* **Referring expression data**:

======

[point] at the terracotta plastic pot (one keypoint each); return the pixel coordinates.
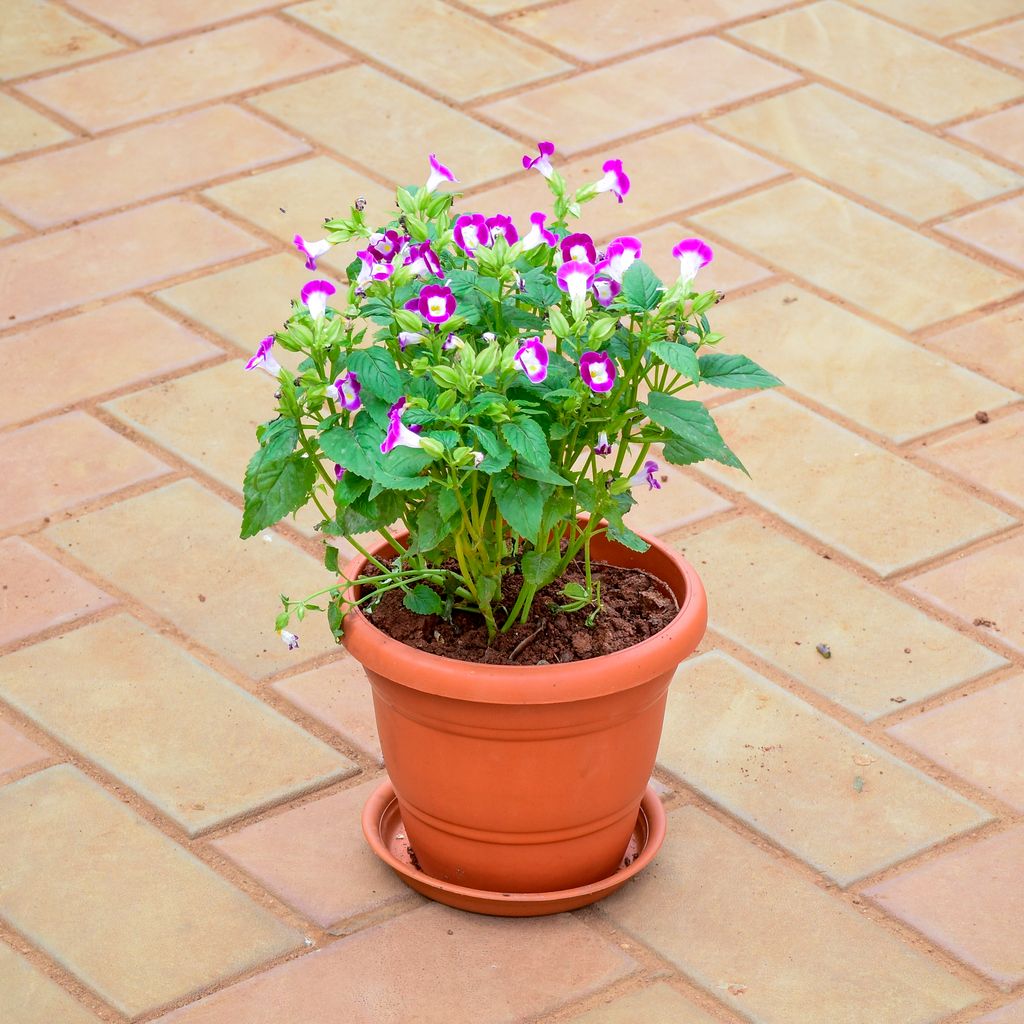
(526, 779)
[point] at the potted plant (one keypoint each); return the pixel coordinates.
(486, 397)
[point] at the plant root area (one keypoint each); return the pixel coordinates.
(635, 605)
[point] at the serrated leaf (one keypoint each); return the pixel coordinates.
(423, 601)
(377, 372)
(694, 435)
(540, 567)
(678, 356)
(726, 370)
(641, 288)
(521, 503)
(273, 488)
(356, 448)
(526, 439)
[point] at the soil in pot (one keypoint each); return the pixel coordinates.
(635, 605)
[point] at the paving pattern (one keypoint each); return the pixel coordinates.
(179, 796)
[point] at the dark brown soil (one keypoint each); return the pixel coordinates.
(635, 606)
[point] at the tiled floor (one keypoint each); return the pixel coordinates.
(179, 797)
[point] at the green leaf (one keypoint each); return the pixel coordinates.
(377, 372)
(694, 435)
(526, 439)
(356, 448)
(521, 503)
(273, 488)
(725, 370)
(679, 356)
(641, 288)
(423, 601)
(540, 567)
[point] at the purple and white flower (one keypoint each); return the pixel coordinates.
(409, 338)
(263, 359)
(647, 475)
(501, 224)
(605, 290)
(423, 261)
(597, 371)
(538, 233)
(542, 162)
(385, 245)
(311, 250)
(620, 257)
(436, 303)
(471, 231)
(614, 180)
(346, 391)
(314, 295)
(438, 174)
(576, 279)
(532, 358)
(579, 247)
(398, 435)
(692, 254)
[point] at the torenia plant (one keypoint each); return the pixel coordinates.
(495, 391)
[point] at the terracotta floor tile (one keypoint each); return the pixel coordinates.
(315, 859)
(188, 540)
(919, 392)
(977, 737)
(451, 52)
(193, 70)
(660, 184)
(692, 77)
(243, 303)
(997, 230)
(779, 599)
(657, 1005)
(970, 901)
(17, 752)
(200, 749)
(56, 464)
(338, 695)
(141, 163)
(1000, 133)
(837, 486)
(988, 455)
(792, 772)
(78, 868)
(152, 19)
(115, 346)
(58, 271)
(464, 956)
(31, 997)
(990, 345)
(727, 271)
(849, 250)
(791, 951)
(878, 156)
(1005, 43)
(594, 31)
(39, 35)
(38, 593)
(23, 129)
(983, 586)
(308, 193)
(934, 83)
(943, 17)
(356, 95)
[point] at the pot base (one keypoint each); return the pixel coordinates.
(386, 835)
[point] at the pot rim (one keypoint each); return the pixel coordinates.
(529, 684)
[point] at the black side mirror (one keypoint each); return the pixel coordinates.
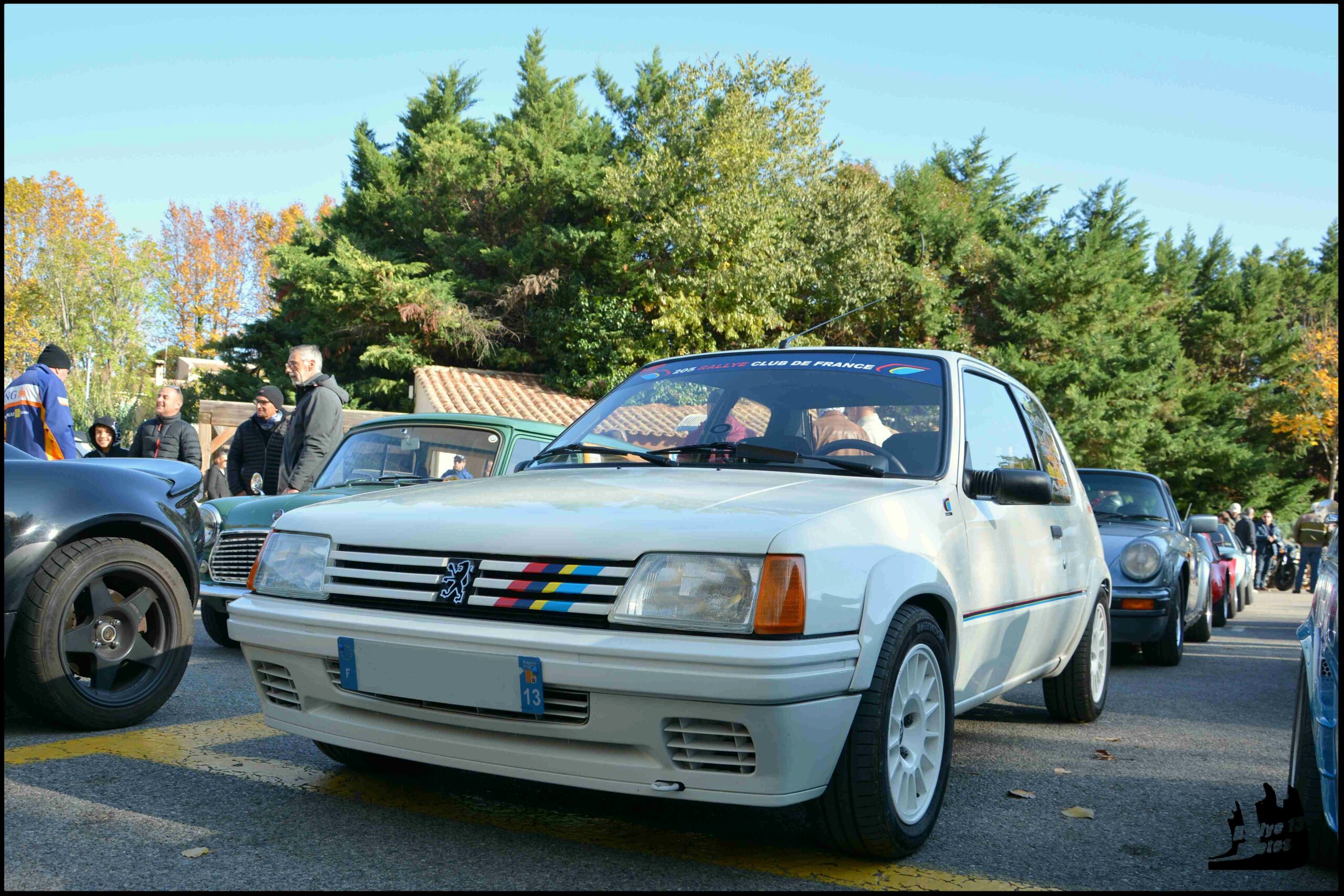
(1009, 487)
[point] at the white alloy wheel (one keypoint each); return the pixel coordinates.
(916, 733)
(1100, 645)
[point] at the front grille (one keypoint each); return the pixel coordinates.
(701, 745)
(563, 705)
(234, 554)
(503, 587)
(277, 684)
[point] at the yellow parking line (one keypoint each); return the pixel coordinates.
(190, 747)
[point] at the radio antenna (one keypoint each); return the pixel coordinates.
(788, 340)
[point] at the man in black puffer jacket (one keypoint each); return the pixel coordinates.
(167, 436)
(105, 437)
(315, 428)
(258, 445)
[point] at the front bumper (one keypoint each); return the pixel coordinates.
(791, 698)
(1139, 626)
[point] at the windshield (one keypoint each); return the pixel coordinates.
(1115, 496)
(866, 412)
(412, 452)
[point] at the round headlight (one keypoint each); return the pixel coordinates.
(1140, 561)
(210, 522)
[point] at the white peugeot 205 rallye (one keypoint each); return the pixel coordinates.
(702, 592)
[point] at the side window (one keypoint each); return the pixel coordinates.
(1047, 448)
(995, 436)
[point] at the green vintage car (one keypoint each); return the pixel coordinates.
(387, 453)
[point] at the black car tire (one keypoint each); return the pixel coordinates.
(217, 625)
(369, 761)
(1168, 649)
(1069, 696)
(1304, 774)
(857, 813)
(38, 675)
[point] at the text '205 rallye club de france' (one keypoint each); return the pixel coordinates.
(760, 610)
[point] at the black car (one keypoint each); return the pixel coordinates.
(100, 583)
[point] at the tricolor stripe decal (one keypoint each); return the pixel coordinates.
(1022, 605)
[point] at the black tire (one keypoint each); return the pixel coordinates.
(1168, 649)
(369, 761)
(1069, 696)
(857, 813)
(1306, 775)
(116, 586)
(1203, 630)
(217, 625)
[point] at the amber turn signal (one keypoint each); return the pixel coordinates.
(781, 601)
(252, 577)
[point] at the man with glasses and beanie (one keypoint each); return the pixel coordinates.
(315, 426)
(258, 445)
(37, 409)
(167, 436)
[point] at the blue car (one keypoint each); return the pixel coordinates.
(1314, 762)
(1160, 571)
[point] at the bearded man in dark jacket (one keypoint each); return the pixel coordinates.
(315, 428)
(105, 438)
(167, 436)
(258, 445)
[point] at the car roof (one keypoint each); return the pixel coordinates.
(471, 419)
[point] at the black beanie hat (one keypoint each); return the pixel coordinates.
(54, 356)
(273, 395)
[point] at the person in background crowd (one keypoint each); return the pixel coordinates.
(217, 484)
(37, 409)
(167, 436)
(866, 417)
(1268, 537)
(1312, 534)
(832, 426)
(105, 437)
(258, 445)
(315, 428)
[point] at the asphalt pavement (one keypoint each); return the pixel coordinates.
(114, 810)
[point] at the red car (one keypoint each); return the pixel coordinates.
(1222, 587)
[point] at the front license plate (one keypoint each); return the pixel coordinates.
(437, 675)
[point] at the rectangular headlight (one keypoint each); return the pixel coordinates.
(292, 566)
(695, 592)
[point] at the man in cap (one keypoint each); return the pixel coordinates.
(166, 436)
(37, 409)
(260, 444)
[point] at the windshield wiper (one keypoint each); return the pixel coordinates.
(749, 452)
(581, 448)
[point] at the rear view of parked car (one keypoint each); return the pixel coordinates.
(100, 579)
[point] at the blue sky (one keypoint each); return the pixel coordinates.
(1215, 114)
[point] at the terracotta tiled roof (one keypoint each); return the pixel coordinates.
(461, 390)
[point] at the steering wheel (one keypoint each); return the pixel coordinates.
(863, 445)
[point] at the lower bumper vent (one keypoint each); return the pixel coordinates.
(562, 705)
(701, 745)
(277, 684)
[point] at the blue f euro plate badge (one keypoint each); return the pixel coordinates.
(531, 691)
(346, 653)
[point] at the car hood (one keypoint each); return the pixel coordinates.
(613, 513)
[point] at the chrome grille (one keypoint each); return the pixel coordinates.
(563, 705)
(277, 684)
(534, 589)
(702, 745)
(234, 554)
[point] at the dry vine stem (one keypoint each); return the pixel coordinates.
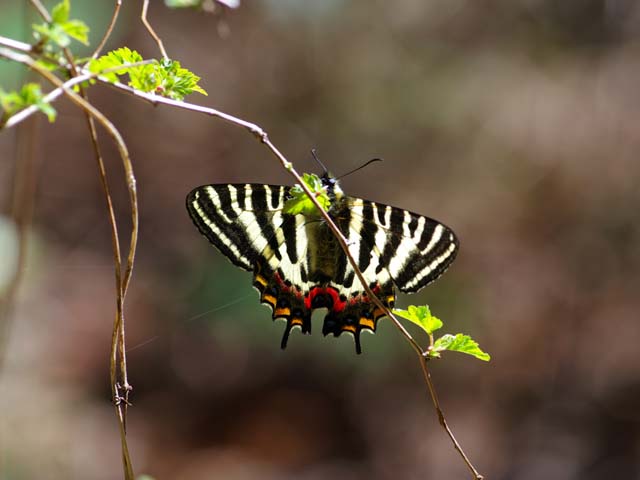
(118, 349)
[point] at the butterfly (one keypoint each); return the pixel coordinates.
(297, 263)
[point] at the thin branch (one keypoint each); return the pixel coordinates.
(15, 44)
(22, 204)
(107, 34)
(23, 114)
(143, 17)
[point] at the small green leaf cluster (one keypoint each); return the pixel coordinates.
(300, 203)
(422, 317)
(166, 77)
(61, 30)
(30, 94)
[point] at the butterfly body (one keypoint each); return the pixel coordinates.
(298, 264)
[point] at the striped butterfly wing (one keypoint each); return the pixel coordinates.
(246, 223)
(241, 220)
(390, 243)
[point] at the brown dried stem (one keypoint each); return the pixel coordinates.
(109, 30)
(143, 17)
(118, 358)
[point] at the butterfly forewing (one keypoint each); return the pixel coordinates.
(411, 249)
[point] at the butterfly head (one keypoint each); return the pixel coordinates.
(332, 186)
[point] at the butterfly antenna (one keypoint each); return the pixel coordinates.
(360, 167)
(314, 153)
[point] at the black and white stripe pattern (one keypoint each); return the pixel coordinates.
(246, 223)
(410, 249)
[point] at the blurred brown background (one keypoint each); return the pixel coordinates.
(516, 122)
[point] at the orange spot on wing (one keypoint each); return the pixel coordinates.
(366, 322)
(282, 312)
(270, 299)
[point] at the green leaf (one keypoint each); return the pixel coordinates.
(116, 58)
(421, 316)
(77, 30)
(299, 203)
(29, 94)
(458, 343)
(166, 78)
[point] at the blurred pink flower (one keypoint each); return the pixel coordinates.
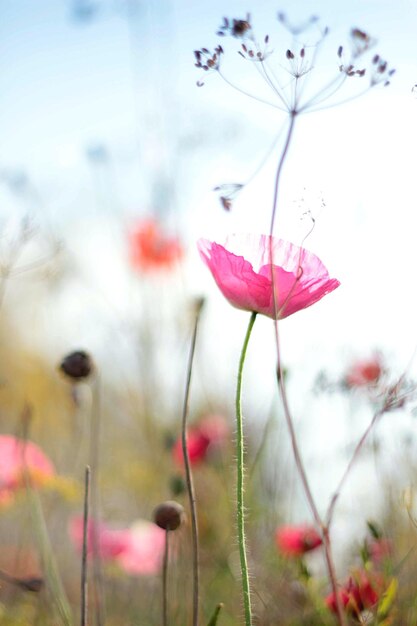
(145, 551)
(211, 432)
(364, 372)
(137, 550)
(150, 249)
(297, 540)
(242, 271)
(110, 543)
(18, 456)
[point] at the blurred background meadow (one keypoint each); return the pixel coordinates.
(109, 158)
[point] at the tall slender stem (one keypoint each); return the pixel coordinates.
(84, 584)
(165, 581)
(95, 428)
(282, 388)
(284, 154)
(188, 473)
(240, 479)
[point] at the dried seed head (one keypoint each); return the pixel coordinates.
(240, 28)
(77, 365)
(31, 584)
(169, 515)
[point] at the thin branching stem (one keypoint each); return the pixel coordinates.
(282, 389)
(279, 171)
(240, 479)
(188, 473)
(247, 93)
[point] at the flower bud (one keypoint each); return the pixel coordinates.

======

* **Brief**:
Your answer must be the lines from the one that contains "[point] at the blurred background" through the last line of the entries above, copied exactly, with no other lines.

* **Exercise response**:
[point] at the blurred background meadow (one keypoint each); return the pixel coordinates.
(109, 158)
[point] at the tall slender stem (one keypoint each); return the pixel coordinates.
(84, 584)
(165, 581)
(95, 428)
(282, 388)
(284, 154)
(188, 473)
(240, 479)
[point] at the dried seed head (one keypoint each); return the pixel coordinates.
(240, 28)
(77, 365)
(31, 584)
(169, 515)
[point] at the thin branching stem (one keypoint each); return the pixel coordinates.
(282, 389)
(279, 171)
(240, 479)
(188, 473)
(247, 93)
[point] at the flower bud (one keypoint each); return the pixel coordinates.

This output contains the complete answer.